» Directions for this task
Repeat nothing but the lines below running from the one containing "instance like [459,51]." to the one containing "instance like [721,449].". Keep both end lines.

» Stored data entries
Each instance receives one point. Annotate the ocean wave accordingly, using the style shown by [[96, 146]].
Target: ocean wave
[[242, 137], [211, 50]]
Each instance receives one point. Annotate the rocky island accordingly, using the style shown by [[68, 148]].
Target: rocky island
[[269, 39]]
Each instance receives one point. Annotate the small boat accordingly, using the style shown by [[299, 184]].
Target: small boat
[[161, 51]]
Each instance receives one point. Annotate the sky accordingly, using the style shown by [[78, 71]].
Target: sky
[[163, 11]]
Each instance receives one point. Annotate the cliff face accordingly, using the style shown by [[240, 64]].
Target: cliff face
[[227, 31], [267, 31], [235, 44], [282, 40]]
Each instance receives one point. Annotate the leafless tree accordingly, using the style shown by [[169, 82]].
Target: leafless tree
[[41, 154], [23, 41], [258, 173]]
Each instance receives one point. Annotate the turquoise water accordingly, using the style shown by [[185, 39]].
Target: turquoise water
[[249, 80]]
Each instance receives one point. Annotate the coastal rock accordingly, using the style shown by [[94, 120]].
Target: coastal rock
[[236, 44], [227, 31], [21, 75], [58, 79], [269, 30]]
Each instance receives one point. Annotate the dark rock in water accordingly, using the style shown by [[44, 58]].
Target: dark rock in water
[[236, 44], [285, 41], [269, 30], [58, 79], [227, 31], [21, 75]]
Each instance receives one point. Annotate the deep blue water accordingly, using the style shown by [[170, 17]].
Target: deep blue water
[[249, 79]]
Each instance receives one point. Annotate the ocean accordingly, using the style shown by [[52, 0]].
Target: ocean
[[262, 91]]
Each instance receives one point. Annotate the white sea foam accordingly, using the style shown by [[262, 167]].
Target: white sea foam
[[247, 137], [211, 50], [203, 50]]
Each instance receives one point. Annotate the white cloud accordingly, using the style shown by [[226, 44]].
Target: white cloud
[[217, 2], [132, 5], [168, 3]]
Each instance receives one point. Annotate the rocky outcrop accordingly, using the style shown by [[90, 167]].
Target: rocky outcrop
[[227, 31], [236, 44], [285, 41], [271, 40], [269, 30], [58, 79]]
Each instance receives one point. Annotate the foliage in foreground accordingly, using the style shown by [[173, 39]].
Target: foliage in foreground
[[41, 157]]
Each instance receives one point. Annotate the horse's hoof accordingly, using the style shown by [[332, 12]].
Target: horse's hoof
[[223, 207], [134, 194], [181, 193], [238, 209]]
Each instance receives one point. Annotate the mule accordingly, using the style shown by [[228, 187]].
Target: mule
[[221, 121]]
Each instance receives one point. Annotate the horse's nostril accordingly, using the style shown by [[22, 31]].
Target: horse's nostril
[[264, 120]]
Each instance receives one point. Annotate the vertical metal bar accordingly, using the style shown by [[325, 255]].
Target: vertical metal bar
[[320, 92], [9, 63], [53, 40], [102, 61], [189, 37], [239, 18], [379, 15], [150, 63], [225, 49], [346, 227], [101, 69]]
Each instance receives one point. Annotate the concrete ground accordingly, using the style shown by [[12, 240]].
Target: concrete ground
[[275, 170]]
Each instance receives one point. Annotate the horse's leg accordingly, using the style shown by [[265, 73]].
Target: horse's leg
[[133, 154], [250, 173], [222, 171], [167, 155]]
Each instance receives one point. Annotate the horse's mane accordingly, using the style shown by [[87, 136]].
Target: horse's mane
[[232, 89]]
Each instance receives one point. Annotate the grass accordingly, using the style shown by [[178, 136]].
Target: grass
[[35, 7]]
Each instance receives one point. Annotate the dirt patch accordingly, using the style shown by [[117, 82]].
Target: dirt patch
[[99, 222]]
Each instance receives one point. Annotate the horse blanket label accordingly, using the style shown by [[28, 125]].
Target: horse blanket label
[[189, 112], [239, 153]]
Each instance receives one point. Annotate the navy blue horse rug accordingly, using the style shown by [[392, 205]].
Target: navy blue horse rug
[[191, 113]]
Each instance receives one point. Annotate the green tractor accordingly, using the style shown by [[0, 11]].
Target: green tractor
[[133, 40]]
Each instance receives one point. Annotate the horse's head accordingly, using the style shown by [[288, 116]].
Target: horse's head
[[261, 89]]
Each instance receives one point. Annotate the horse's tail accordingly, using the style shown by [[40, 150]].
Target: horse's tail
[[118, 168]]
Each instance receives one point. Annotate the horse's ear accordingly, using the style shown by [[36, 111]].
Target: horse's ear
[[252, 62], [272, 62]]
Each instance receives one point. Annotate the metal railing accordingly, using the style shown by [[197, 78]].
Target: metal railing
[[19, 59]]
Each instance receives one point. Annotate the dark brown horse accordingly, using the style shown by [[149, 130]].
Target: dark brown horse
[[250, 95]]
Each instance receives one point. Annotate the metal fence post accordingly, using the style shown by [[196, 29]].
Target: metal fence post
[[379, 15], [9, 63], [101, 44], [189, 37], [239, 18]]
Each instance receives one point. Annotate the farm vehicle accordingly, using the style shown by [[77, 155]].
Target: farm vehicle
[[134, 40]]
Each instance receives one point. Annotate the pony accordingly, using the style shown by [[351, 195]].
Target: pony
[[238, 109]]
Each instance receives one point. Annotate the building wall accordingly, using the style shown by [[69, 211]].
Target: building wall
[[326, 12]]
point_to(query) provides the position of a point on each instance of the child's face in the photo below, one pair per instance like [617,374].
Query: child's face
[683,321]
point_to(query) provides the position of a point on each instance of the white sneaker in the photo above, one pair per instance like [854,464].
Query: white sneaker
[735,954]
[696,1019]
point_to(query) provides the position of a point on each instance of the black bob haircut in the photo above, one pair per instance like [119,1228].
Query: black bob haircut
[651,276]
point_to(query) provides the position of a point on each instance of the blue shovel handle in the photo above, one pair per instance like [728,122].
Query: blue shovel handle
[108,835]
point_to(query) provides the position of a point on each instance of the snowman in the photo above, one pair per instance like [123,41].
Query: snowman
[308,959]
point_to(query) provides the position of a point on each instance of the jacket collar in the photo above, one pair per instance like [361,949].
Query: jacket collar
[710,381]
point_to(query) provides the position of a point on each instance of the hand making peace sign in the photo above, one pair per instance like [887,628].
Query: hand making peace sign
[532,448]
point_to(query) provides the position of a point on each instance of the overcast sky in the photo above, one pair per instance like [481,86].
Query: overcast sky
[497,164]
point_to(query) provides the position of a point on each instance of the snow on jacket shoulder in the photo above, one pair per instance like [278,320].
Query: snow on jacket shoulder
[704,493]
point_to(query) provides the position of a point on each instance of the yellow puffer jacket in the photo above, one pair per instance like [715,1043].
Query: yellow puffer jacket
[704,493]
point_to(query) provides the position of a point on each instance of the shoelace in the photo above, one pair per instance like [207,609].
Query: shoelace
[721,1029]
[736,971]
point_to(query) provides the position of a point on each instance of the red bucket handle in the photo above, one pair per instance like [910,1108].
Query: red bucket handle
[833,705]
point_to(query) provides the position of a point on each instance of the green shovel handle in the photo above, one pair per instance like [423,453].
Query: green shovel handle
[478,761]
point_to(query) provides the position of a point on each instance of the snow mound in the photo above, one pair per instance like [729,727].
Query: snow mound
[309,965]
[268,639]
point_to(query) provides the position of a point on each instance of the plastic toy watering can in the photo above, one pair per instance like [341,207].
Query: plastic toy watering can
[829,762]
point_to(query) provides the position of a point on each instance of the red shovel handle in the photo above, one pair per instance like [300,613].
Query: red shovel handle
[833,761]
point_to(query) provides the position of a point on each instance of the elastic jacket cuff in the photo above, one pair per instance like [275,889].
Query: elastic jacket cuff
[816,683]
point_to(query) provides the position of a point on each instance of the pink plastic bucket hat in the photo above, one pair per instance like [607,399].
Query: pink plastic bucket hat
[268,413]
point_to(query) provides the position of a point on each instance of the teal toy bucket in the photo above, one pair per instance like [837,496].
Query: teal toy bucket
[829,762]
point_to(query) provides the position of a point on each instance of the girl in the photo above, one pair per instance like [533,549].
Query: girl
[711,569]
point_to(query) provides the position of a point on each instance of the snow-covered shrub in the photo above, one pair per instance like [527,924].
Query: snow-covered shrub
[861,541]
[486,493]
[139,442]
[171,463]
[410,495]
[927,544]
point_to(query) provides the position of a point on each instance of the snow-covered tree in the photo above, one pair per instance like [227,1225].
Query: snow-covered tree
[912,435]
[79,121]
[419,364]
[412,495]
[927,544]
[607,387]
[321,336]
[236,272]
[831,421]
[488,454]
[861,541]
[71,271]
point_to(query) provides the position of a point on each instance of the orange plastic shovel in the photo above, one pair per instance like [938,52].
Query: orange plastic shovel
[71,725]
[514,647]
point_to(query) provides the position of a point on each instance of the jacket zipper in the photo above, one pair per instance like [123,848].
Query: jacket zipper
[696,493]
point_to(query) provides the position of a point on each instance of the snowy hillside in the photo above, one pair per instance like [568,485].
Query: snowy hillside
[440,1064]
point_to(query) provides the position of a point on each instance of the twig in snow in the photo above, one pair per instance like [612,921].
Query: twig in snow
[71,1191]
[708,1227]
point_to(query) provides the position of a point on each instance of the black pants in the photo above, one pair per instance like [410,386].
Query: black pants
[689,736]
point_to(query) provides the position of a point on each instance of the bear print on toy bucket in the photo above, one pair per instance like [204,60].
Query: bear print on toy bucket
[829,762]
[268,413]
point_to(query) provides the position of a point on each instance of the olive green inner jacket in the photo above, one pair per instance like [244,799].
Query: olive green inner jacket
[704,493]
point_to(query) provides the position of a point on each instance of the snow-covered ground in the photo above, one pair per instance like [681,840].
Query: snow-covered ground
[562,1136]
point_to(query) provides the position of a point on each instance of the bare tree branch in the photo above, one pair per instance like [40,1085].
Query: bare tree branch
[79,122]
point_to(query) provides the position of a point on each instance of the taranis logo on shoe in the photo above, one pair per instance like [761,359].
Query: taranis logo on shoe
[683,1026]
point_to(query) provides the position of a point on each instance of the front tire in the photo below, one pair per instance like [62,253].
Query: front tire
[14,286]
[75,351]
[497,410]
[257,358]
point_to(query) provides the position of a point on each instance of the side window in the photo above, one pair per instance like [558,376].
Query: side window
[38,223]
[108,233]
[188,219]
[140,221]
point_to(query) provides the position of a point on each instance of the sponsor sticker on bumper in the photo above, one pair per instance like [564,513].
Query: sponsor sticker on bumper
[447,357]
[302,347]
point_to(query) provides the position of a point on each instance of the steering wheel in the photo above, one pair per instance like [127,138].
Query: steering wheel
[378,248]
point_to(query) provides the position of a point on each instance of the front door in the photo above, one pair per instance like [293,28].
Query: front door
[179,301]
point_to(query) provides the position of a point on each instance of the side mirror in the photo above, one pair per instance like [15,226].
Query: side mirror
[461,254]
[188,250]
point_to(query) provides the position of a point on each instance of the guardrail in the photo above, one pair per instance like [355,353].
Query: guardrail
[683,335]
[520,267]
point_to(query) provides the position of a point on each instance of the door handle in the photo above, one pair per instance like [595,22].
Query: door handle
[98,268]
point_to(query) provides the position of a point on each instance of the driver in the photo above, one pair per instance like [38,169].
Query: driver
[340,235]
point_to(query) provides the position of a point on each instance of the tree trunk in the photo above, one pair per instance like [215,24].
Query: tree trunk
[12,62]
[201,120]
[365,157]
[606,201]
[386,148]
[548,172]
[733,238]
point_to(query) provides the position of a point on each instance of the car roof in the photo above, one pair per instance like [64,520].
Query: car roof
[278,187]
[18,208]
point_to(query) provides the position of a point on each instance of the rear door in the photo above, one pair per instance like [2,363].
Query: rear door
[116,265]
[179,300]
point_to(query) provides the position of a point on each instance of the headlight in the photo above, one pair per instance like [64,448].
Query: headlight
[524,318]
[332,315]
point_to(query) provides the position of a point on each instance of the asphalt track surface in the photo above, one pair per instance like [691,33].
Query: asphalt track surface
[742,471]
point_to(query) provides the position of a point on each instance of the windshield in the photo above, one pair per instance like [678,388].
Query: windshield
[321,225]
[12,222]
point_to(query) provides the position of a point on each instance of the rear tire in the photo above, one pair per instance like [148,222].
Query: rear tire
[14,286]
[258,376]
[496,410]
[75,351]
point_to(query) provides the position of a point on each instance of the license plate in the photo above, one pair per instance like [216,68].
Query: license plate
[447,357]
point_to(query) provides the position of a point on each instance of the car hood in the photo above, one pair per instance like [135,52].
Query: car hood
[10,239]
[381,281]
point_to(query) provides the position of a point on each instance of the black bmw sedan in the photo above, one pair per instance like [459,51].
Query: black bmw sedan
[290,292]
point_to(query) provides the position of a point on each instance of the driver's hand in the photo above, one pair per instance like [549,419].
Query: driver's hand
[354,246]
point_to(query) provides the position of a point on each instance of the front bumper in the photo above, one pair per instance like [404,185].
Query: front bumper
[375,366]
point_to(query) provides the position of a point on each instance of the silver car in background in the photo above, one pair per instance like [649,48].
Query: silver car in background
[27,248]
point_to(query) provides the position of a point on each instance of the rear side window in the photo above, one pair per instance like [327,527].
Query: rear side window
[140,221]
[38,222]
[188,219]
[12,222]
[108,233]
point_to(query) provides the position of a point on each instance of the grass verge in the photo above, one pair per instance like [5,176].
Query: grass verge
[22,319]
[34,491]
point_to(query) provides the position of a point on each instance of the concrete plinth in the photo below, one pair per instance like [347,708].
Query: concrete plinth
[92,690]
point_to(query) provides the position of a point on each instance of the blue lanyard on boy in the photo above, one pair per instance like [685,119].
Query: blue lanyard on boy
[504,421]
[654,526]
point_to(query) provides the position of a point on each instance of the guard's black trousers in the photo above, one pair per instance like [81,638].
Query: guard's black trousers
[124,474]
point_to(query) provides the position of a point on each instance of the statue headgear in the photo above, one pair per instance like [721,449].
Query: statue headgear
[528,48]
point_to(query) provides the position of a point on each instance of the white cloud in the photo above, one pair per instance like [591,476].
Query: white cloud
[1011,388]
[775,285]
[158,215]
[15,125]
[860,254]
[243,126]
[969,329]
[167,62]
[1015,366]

» Answer box
point_to(query) provides the position of a point on each instance of the black bmw sedan in the photo above, one pair per instance like [459,51].
Query: black bmw sedan
[290,292]
point_to(query) provides the position of a point on each instance of the driver's hand in the photo above, one pair per instance like [549,419].
Query: driver's hand
[354,246]
point_to(query) provides the position of a point on each instance of the front bumper in the photo above, one pair per instance like [404,185].
Query: front bumper
[375,366]
point_to(query) provides the position of a point on each instance of the silver car in background in the photo above, one pair per instance like [649,48].
Query: silver car in background
[27,248]
point_to(query) provides the position of a point on each instance of the rear side window in the photo above, one pair per instance like [327,527].
Query: rear side window
[140,221]
[38,222]
[188,219]
[12,222]
[108,233]
point_to(query) provides the position of a point on each instance of the grass verge in the photo above, one pair per instance like [5,176].
Query: grass verge
[22,319]
[34,491]
point_to(query) provides the position of a point on each instance of the concrete plinth in the photo below, one pair per instance like [347,708].
Query: concrete plinth
[92,690]
point_to(query) provides the position of a point on each instance of the blue lanyard on boy in the photo above, one pair per instance like [685,119].
Query: blue lanyard on boy
[504,421]
[654,526]
point_to(query) provides the position of a point on each instance of the guard's black trousers in the photo above, one pair per instance like [81,638].
Query: guard's black trousers
[124,474]
point_to(query) provides the position of a point on each instance of the statue headgear in the photo above, one pair per instance like [721,449].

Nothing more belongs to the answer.